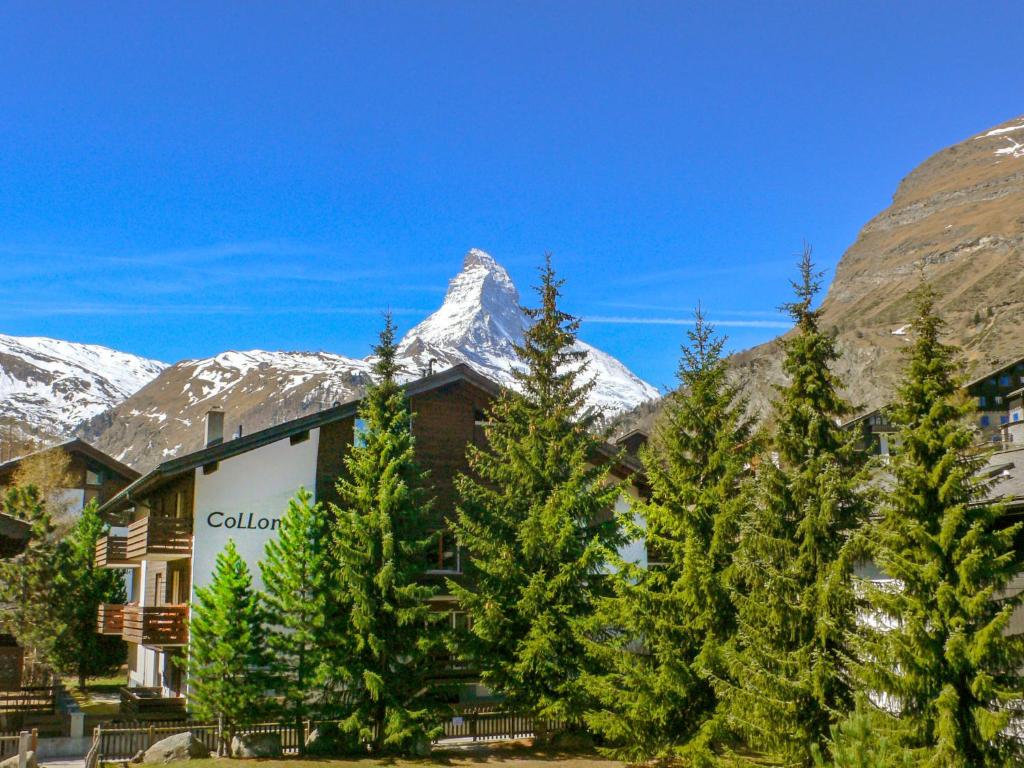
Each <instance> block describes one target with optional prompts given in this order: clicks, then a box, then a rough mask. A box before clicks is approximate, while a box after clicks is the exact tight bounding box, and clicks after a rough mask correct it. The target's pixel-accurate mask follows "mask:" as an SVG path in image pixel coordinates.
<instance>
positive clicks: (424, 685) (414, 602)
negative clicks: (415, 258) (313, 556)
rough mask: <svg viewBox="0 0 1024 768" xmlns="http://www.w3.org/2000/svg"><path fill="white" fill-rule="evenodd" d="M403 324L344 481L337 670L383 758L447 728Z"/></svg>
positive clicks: (390, 345) (424, 514) (423, 740)
mask: <svg viewBox="0 0 1024 768" xmlns="http://www.w3.org/2000/svg"><path fill="white" fill-rule="evenodd" d="M394 332H395V329H394V325H393V324H392V322H391V316H390V314H389V315H387V318H386V323H385V326H384V330H383V331H382V333H381V336H380V342H379V343H378V345H377V346H376V348H375V350H374V351H375V361H374V374H375V380H374V383H373V384H372V385H371V386H370V387H369V388H368V390H367V394H366V396H365V397H364V399H362V402H361V404H360V406H359V417H360V419H361V420H362V422H364V424H365V428H364V429H362V431H361V432H360V433H358V434H356V435H355V441H354V444H353V445H352V450H351V452H350V453H349V455H348V456H347V457H346V460H345V466H346V469H347V475H346V476H345V477H344V478H342V479H341V480H339V482H338V486H337V489H338V495H339V497H340V502H339V504H338V505H337V506H333V511H334V514H335V517H336V536H335V545H336V548H337V558H338V560H339V563H340V571H339V577H340V582H341V591H342V597H343V599H344V600H345V602H346V603H347V605H348V606H349V611H350V614H349V615H350V618H349V621H348V623H347V632H346V637H345V643H346V645H347V648H348V651H347V653H346V654H345V655H344V658H343V659H341V662H340V666H339V668H338V670H337V672H338V673H339V674H340V675H341V676H342V679H343V680H344V682H345V683H346V685H347V695H346V705H347V718H346V720H345V723H344V725H343V729H344V730H345V731H346V732H347V733H348V734H350V736H352V737H353V739H356V740H357V741H358V742H362V743H369V744H370V746H371V749H372V751H373V752H374V753H375V754H380V753H384V752H389V753H398V754H409V753H422V752H425V751H426V750H429V744H430V741H431V740H432V739H433V738H434V737H436V736H437V735H438V734H439V733H440V717H441V714H440V706H439V700H438V698H437V691H436V690H434V689H433V688H432V686H431V685H430V678H431V675H432V673H433V672H434V669H435V664H436V659H437V654H438V652H439V651H440V650H441V648H442V644H441V642H442V636H441V625H440V623H441V622H442V621H443V620H444V614H443V613H440V612H438V611H433V610H431V607H430V603H429V599H430V598H431V597H432V596H433V595H434V594H435V591H436V590H435V589H434V588H432V587H429V586H427V585H426V584H425V583H424V574H425V572H426V570H427V569H428V568H429V555H428V553H429V552H430V551H431V549H432V548H433V546H434V544H435V543H436V532H432V531H431V528H432V527H433V517H432V505H431V502H430V501H429V500H428V499H427V498H426V495H425V493H424V483H425V473H424V472H422V471H421V470H420V469H419V468H418V467H417V465H416V461H415V456H414V439H413V433H412V425H411V420H412V416H411V414H410V409H409V400H408V398H407V396H406V392H404V390H403V389H402V388H401V387H400V386H399V385H398V382H397V380H396V377H397V364H396V361H395V354H396V346H395V342H394Z"/></svg>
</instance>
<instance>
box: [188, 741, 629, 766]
mask: <svg viewBox="0 0 1024 768" xmlns="http://www.w3.org/2000/svg"><path fill="white" fill-rule="evenodd" d="M484 764H486V765H492V766H496V767H497V766H503V765H504V766H508V768H553V766H554V765H556V764H557V765H558V767H559V768H622V766H623V765H624V764H623V763H620V762H616V761H614V760H607V759H606V758H603V757H601V756H600V755H597V754H594V753H584V754H579V753H565V752H559V751H546V750H538V749H534V748H532V746H530V745H528V743H526V742H521V741H520V742H512V743H502V744H486V745H484V744H479V743H477V744H473V745H471V746H466V748H463V749H454V748H445V749H437V750H434V752H433V754H432V755H431V756H430V757H429V758H421V759H407V758H380V759H373V758H361V759H360V758H334V759H329V758H319V759H317V758H283V759H280V760H229V759H226V758H219V759H218V758H210V759H209V760H189V761H186V762H181V763H169V764H168V765H169V766H173V767H174V768H227V767H228V766H232V767H233V768H244V766H259V768H378V767H379V766H388V767H390V768H430V767H431V766H444V767H445V768H479V766H481V765H484Z"/></svg>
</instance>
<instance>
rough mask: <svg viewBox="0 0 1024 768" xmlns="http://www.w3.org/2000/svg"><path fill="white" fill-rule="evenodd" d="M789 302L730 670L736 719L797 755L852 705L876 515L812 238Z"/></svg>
mask: <svg viewBox="0 0 1024 768" xmlns="http://www.w3.org/2000/svg"><path fill="white" fill-rule="evenodd" d="M800 273H801V280H800V282H799V283H795V284H794V289H795V291H796V301H794V302H792V303H790V304H787V305H786V309H787V311H788V312H790V315H791V316H792V317H793V319H794V322H795V324H796V330H795V333H794V334H793V335H792V336H791V337H790V338H788V339H786V340H785V342H784V352H785V356H784V360H783V364H782V368H783V371H784V372H785V374H786V375H787V376H788V383H787V384H786V385H785V386H783V387H779V389H778V392H779V397H778V400H777V402H776V404H775V413H774V428H773V431H772V438H771V444H770V449H771V450H770V453H768V454H767V455H766V456H764V457H763V458H762V460H761V461H760V463H759V466H758V471H757V479H756V482H755V483H754V487H753V488H752V492H751V494H750V498H749V500H748V502H746V504H745V510H744V513H743V515H742V519H741V522H740V538H739V546H738V548H737V551H736V557H735V567H734V575H735V582H734V584H735V586H736V589H735V590H734V591H733V594H734V599H735V601H736V608H737V633H736V636H735V643H734V644H733V645H732V647H731V648H730V650H729V653H728V658H729V671H730V673H731V677H732V680H733V681H734V682H732V683H730V682H729V681H728V680H725V679H720V680H719V683H718V684H719V688H720V692H721V693H722V695H723V697H724V699H725V700H726V702H727V709H728V715H729V718H730V720H731V722H732V724H733V725H734V726H735V727H736V728H737V729H738V730H739V731H740V732H741V733H742V734H743V735H744V736H745V737H746V739H748V742H749V745H750V746H751V748H752V749H753V750H755V751H758V752H762V753H768V754H770V755H772V756H774V757H776V758H779V759H781V760H783V762H784V763H785V764H787V765H800V766H809V765H811V764H812V763H811V748H812V745H814V744H817V745H818V748H819V749H821V750H822V751H824V752H825V753H827V738H828V733H829V727H830V725H831V724H834V723H836V722H838V721H839V720H841V719H843V718H844V717H845V716H846V714H847V713H848V712H849V711H850V710H851V708H852V705H853V695H852V690H851V679H850V664H849V651H850V647H849V646H850V639H849V638H850V635H851V633H852V632H853V630H854V627H855V624H856V610H857V602H856V599H855V594H854V591H853V587H852V566H853V562H854V561H855V555H856V552H855V551H854V548H853V547H852V546H851V541H853V534H854V532H855V531H856V530H857V528H858V526H860V525H861V524H862V521H863V520H864V518H865V504H864V502H863V499H862V498H861V496H860V495H859V494H858V486H859V484H860V483H861V481H862V473H861V471H860V469H861V467H862V464H863V462H862V457H861V455H860V453H859V452H857V451H856V450H855V449H854V439H855V437H856V435H854V434H853V433H850V432H846V431H844V430H843V429H842V428H841V427H840V426H839V423H840V422H841V421H842V419H843V417H846V416H847V415H848V414H849V411H850V409H849V407H848V406H847V403H846V401H845V400H844V399H843V398H842V397H841V396H840V394H839V388H840V385H839V382H838V380H837V378H836V375H835V374H834V373H833V372H831V370H830V366H831V364H833V362H835V360H836V359H837V357H838V353H837V351H836V345H835V341H834V338H833V337H831V336H830V335H828V334H826V333H824V332H823V331H822V330H821V328H820V326H819V321H820V315H819V310H816V309H812V302H813V300H814V297H815V295H816V294H817V292H818V290H819V286H820V273H819V272H815V271H814V267H813V264H812V262H811V252H810V249H809V248H806V249H805V251H804V255H803V259H802V261H801V265H800Z"/></svg>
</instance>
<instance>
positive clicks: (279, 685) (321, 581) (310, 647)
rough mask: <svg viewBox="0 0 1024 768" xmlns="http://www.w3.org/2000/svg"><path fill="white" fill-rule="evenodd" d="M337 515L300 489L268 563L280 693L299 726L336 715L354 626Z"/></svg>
mask: <svg viewBox="0 0 1024 768" xmlns="http://www.w3.org/2000/svg"><path fill="white" fill-rule="evenodd" d="M333 529H334V528H333V525H332V515H331V513H330V511H329V510H328V509H327V508H326V507H325V506H324V505H322V504H314V503H313V501H312V496H311V495H310V494H309V492H308V490H306V489H305V488H300V489H299V492H298V493H297V494H296V495H295V497H294V498H293V499H292V500H291V501H290V502H289V503H288V511H287V512H286V513H285V515H284V516H283V517H282V518H281V525H280V526H279V528H278V537H276V538H275V539H271V540H269V541H268V542H267V544H266V548H265V552H266V554H265V556H264V558H263V560H262V561H261V562H260V570H261V572H262V574H263V589H264V591H263V603H264V609H265V618H266V623H267V627H268V635H267V645H268V646H269V648H270V651H271V655H272V658H273V689H274V691H275V693H276V694H278V695H279V696H280V697H281V701H282V709H283V712H284V715H285V716H286V717H287V718H289V719H291V720H293V721H294V722H296V723H301V722H302V721H304V720H306V719H309V718H312V719H323V718H327V717H330V716H332V715H333V714H335V711H336V707H337V703H338V697H339V691H338V690H337V685H336V684H335V683H336V681H335V680H334V675H333V673H332V668H333V665H334V663H335V662H337V659H338V654H339V653H340V652H341V646H340V638H339V635H340V634H342V631H343V630H342V628H343V627H344V625H345V623H346V622H347V614H346V611H345V609H344V600H343V599H342V596H341V595H340V589H339V587H340V584H339V581H338V563H337V559H336V558H335V555H334V546H333V542H332V534H333Z"/></svg>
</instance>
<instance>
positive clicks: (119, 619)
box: [96, 603, 125, 635]
mask: <svg viewBox="0 0 1024 768" xmlns="http://www.w3.org/2000/svg"><path fill="white" fill-rule="evenodd" d="M124 630H125V606H124V605H120V604H118V603H100V604H99V608H98V610H97V611H96V632H98V633H99V634H100V635H121V634H123V633H124Z"/></svg>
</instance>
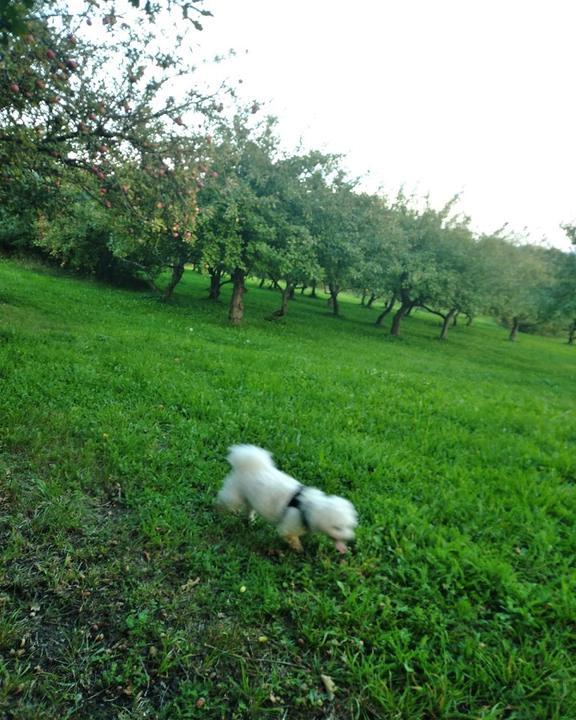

* * *

Task instructions.
Write out, exactly, the lines of the material from the very first through the line containing "negative clicks: (415, 258) (313, 556)", and leave out every picture.

Answer box.
Each <instance> block describes one target with optional prompts given in this order: clicks, then a box, then a rough mask. A box before clicks is approximate, while a box after clicks is the exact tight bounding box, and clicks after a rough mask correct it. The target's pixel-accurate mask follows "mask:" as an SVG path in image pixel coordinates.
<instance>
positive clicks: (424, 685) (414, 602)
negative clicks: (415, 258) (313, 556)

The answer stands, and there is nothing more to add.